===== TEXTE SOURCE

Le catalanisme politique et l’anarcho-syndicalisme

22 septembre 2019

Il existe deux formes de républicanisme. Le républicanisme réactionnaire, et le républicanisme démocratisant et fraternel.

Le républicanisme réactionnaire, de tradition latine, en vigueur en France, institue un droit civil abstrait qui ignore les conditions matérielles d’existence du citoyen. Il s’agit de soutenir une forme théorique de l’égalité, sans remettre en cause en cause les classes sociales dominantes.

Il existe aussi le républicanisme démocratisant et fraternel, celui de Périclès, Jefferson ou Robespierre. Celui-ci développe une pensée sur l’égalité qui passe inévitablement par la redistribution des terres et la prise en compte des conditions matérielles de l’individu. Selon ce républicanisme, la liberté n’est possible qu’à travers la redistribution des richesses.

On a souvent confondu républicanisme et libéralisme. Cependant, ce sont deux concepts bien différents. Le républicanisme existe depuis deux mille ans, tandis que le libéralisme n’a pas plus de deux siècles d’histoire. On les a confondu car le libéralisme s’est inscrit dans le républicanisme réactionnaire. L’idéologie capitalisme s’est très bien accoutumé du républicanisme réactionnaire, car il salarie tout individu et garantir l’accumulation du capital et le droit à la propriété, de fait réservé aux bourgeois.

À partir des années 1920 et 1930, en Catalogne, le républicanisme démocratisant a eu une expression matérielle très importante. Celui-ci a promu la participation des classes populaires dans sa propre organisation, à tous les niveaux. Le républicanisme catalan s’est traduit par la création de clubs, sociétés et coopératives où l’on lisait, débattait et réfléchissait autour des ouvrages classiques et des auteurs catalans comme Pi i Maragall ou Valentí Almirall. Dans ces clubs, on formait les ouvriers qui acquéraient alors une culture politique et syndicale.

Le prolétariat catalan s’est structuré, à partir des années 1920, sous une forme anarcho-syndicaliste. Cette façon de s’organiser était plus proche du républicanisme démocratique que du syndicalisme étatiste. L’idée, c’est que le secteur ouvrier choisisse des structures d’auto-organisation de caractère assembléiste, loin des méthodes autoritaires et bureaucratiques des communistes. On ne peut pas comprendre cette évolution de la lutte ouvrière catalane sans la mettre en lien avec le républicanisme qui était présent dans la pensée politique du début du XXe siècle en Catalogne. C’est un fait historique que beaucoup de prolétaires inscrits à la CNT (Confederació Nacional del Treball – centrale syndicale d’idéologie anarcho-syndicaliste) ont voté Esquerra Republicana de Catalunya (parti politique catalan républicain encore existant).

==========

PETITE TÂCHE 1
D'après le texte sur le catalanisme politique, pourquoi a-t-on souvent confondu républicanisme et libéralisme ? Réponds en une à trois phrases.

===== LIGNES

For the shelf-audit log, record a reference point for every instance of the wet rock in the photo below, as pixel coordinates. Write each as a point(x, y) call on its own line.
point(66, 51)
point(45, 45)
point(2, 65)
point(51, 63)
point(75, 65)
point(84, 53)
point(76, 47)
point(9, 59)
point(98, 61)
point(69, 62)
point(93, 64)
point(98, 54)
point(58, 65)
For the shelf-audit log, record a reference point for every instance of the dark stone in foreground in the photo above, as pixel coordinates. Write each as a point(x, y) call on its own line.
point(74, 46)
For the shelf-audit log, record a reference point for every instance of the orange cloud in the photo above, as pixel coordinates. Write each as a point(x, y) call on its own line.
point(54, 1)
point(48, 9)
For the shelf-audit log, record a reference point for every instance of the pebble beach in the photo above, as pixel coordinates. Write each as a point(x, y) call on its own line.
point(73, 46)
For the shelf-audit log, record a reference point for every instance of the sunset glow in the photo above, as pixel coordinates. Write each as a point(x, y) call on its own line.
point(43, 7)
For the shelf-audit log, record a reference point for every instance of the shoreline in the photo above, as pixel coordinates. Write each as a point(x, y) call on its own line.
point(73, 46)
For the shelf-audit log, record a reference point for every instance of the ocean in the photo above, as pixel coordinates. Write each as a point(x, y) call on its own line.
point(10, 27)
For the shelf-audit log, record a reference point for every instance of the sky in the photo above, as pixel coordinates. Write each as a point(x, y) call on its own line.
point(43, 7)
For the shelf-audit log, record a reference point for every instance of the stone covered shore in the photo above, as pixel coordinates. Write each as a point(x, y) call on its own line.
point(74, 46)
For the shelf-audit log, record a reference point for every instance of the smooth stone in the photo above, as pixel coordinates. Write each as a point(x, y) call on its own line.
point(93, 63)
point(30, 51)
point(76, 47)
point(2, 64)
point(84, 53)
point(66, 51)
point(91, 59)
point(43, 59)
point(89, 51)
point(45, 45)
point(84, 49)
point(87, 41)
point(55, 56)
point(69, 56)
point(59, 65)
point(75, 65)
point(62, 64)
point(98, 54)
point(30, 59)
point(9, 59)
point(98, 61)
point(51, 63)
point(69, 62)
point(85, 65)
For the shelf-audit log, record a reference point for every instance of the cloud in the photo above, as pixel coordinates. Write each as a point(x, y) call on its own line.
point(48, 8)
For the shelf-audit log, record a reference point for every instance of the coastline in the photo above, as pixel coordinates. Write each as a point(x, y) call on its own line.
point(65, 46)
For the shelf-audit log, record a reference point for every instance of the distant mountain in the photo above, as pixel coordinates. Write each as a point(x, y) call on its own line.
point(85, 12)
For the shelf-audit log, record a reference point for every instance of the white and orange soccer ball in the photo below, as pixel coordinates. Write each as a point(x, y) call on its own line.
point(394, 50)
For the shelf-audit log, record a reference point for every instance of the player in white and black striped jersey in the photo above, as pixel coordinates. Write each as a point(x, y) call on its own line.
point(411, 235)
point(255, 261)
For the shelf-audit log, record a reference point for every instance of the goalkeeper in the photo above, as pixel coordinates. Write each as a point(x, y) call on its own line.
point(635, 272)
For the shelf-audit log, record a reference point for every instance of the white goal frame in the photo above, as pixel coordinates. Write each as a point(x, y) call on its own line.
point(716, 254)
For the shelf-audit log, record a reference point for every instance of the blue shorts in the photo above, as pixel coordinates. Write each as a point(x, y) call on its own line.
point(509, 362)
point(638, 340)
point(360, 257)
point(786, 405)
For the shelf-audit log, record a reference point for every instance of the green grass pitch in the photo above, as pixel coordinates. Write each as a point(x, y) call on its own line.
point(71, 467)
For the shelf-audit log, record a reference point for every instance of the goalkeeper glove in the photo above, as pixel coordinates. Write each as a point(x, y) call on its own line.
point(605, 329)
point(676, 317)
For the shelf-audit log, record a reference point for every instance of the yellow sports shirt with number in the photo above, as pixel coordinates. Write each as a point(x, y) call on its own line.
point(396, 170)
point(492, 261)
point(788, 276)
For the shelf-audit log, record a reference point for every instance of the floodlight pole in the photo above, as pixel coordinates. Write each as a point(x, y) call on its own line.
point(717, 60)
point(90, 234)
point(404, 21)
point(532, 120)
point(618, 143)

==========

PETITE TÂCHE 2
Relève dans la liste toutes les lignes où figure le mot "white".

RÉPONSE ATTENDUE 1
On les a confondus parce que le libéralisme s'est inscrit dans le républicanisme réactionnaire. L'idéologie capitaliste s'est bien accommodée de ce républicanisme, qui fait de chacun un salarié et garantit l'accumulation du capital et le droit à la propriété, en fait réservé aux bourgeois.

RÉPONSE ATTENDUE 2
For the shelf-audit log, record a reference point for every instance of the white and orange soccer ball in the photo below, as pixel coordinates. Write each as a point(x, y) call on its own line.
For the shelf-audit log, record a reference point for every instance of the player in white and black striped jersey in the photo above, as pixel coordinates. Write each as a point(x, y) call on its own line.
For the shelf-audit log, record a reference point for every instance of the white goal frame in the photo above, as pixel coordinates. Write each as a point(x, y) call on its own line.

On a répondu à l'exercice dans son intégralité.